§ **GOAL**: Output the full listing word for word.

_ _ _

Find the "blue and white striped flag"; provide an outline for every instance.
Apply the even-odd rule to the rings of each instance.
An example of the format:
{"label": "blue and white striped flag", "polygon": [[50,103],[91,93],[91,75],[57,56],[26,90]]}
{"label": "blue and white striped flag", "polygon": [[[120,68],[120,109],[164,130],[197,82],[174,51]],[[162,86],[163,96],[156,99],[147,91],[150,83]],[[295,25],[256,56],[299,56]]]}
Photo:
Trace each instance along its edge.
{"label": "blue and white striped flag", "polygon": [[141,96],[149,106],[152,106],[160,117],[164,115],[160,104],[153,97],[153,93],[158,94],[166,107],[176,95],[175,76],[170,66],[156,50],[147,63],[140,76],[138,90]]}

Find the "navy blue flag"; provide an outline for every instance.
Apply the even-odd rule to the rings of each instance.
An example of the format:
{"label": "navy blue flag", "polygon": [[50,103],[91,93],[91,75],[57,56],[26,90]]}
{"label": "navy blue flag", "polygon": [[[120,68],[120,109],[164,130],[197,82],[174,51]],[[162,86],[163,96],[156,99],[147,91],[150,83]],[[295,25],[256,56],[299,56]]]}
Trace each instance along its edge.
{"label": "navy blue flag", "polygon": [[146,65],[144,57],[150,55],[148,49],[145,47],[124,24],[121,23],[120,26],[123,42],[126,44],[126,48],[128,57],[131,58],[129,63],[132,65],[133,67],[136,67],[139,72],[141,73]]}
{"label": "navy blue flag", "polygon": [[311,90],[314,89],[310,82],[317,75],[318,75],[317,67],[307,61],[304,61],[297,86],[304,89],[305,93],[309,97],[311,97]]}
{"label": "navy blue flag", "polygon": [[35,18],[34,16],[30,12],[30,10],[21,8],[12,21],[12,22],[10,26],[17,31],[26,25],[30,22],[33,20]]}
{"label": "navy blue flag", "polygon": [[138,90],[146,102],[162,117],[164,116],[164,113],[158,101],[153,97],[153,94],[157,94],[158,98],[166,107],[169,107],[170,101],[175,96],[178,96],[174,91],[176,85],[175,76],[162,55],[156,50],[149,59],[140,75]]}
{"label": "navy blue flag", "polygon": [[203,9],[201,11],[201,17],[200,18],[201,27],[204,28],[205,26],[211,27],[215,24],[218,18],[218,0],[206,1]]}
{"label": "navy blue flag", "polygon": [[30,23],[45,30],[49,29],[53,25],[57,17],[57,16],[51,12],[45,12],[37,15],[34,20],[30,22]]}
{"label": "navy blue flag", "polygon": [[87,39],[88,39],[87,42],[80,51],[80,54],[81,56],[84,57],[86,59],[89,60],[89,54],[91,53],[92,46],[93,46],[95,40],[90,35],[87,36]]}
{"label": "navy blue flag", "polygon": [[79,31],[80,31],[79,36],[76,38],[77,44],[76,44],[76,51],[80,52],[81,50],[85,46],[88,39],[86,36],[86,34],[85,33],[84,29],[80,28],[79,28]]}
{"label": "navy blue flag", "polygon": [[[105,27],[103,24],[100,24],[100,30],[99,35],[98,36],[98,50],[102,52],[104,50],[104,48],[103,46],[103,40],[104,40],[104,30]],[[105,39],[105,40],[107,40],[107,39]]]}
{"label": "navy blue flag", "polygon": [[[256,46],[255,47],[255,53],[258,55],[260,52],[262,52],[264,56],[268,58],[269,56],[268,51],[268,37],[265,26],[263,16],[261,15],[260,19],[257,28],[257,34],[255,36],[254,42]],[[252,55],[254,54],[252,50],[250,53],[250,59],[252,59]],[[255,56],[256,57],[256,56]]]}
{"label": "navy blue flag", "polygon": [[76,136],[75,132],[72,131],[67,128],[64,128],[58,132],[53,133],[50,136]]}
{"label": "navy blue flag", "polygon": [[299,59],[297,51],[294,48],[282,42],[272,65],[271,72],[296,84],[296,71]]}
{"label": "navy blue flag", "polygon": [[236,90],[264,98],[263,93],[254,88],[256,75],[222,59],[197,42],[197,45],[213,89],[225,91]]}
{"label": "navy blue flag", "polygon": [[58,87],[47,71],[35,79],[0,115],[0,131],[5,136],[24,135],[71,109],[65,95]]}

_ _ _

§ **EXERCISE SOLUTION**:
Find the "blue and white striped flag"; provide an outline for every instance.
Apply the even-odd rule to the rings of each instance.
An example of the format:
{"label": "blue and white striped flag", "polygon": [[50,103],[91,93],[91,75],[57,56],[26,90]]}
{"label": "blue and white striped flag", "polygon": [[[120,68],[120,109],[164,130],[197,82],[174,51]],[[162,86],[163,96],[156,99],[147,91],[150,83]],[[295,25],[256,56],[299,56]]]}
Photo:
Trace each instance along its edge.
{"label": "blue and white striped flag", "polygon": [[141,96],[149,106],[152,106],[160,117],[164,115],[160,104],[153,97],[153,93],[158,94],[166,107],[176,95],[175,76],[170,66],[156,50],[147,63],[140,76],[138,90]]}

Find the "navy blue flag"; provide an outline for every instance.
Apply the even-odd rule to the rings of each instance.
An example of the format:
{"label": "navy blue flag", "polygon": [[50,103],[91,93],[91,75],[57,56],[26,90]]}
{"label": "navy blue flag", "polygon": [[[120,68],[120,109],[164,130],[197,82],[174,51]],[[162,86],[163,96],[156,99],[147,91],[150,83]],[[295,25],[256,56],[299,56]]]}
Trace each instance along its edge.
{"label": "navy blue flag", "polygon": [[146,65],[144,57],[150,55],[148,49],[145,47],[124,24],[121,23],[120,26],[123,42],[126,44],[126,48],[128,57],[131,58],[129,63],[132,65],[133,67],[136,67],[139,72],[141,73]]}
{"label": "navy blue flag", "polygon": [[311,90],[314,89],[310,82],[317,75],[318,75],[317,67],[307,61],[304,61],[297,86],[304,89],[305,93],[309,97],[311,97]]}
{"label": "navy blue flag", "polygon": [[35,18],[34,16],[30,12],[30,10],[21,8],[12,21],[12,22],[10,26],[17,31],[26,25],[30,22],[33,20]]}
{"label": "navy blue flag", "polygon": [[138,90],[146,102],[162,117],[164,116],[164,113],[158,101],[153,97],[153,94],[157,94],[158,98],[166,107],[169,107],[170,101],[175,96],[178,96],[174,91],[176,85],[175,76],[162,55],[156,50],[149,59],[140,75]]}
{"label": "navy blue flag", "polygon": [[203,9],[201,11],[201,17],[200,18],[201,27],[204,28],[205,26],[211,27],[215,24],[218,18],[218,0],[206,1]]}
{"label": "navy blue flag", "polygon": [[30,23],[45,30],[49,29],[53,25],[57,17],[57,16],[51,12],[45,12],[37,15],[34,20],[30,22]]}
{"label": "navy blue flag", "polygon": [[87,39],[88,39],[87,42],[80,51],[80,54],[81,56],[84,57],[86,59],[89,60],[89,54],[91,53],[92,46],[93,46],[95,40],[90,35],[87,36]]}
{"label": "navy blue flag", "polygon": [[79,31],[80,31],[79,36],[76,38],[77,44],[76,44],[76,51],[80,52],[81,50],[85,46],[88,39],[86,36],[86,34],[85,33],[84,29],[80,28],[79,28]]}
{"label": "navy blue flag", "polygon": [[[105,27],[103,24],[100,24],[100,30],[99,35],[98,36],[98,50],[102,52],[104,50],[104,48],[103,46],[103,40],[104,40],[104,30]],[[105,39],[105,40],[107,40],[107,39]]]}
{"label": "navy blue flag", "polygon": [[[256,46],[255,47],[255,53],[258,55],[260,52],[262,52],[264,56],[268,58],[269,56],[268,51],[268,37],[265,26],[263,16],[261,15],[260,19],[257,28],[257,34],[255,36],[254,42]],[[252,55],[254,54],[252,50],[250,53],[250,59],[252,59]],[[255,56],[256,57],[256,56]]]}
{"label": "navy blue flag", "polygon": [[76,136],[75,132],[72,131],[67,128],[64,128],[58,132],[53,133],[50,136]]}
{"label": "navy blue flag", "polygon": [[299,59],[297,51],[294,48],[282,42],[272,65],[271,72],[296,84],[296,71]]}
{"label": "navy blue flag", "polygon": [[236,90],[264,98],[263,93],[254,88],[256,75],[222,59],[197,42],[197,45],[213,89],[225,91]]}
{"label": "navy blue flag", "polygon": [[58,87],[47,71],[35,79],[0,115],[0,131],[5,136],[24,135],[71,109],[65,95]]}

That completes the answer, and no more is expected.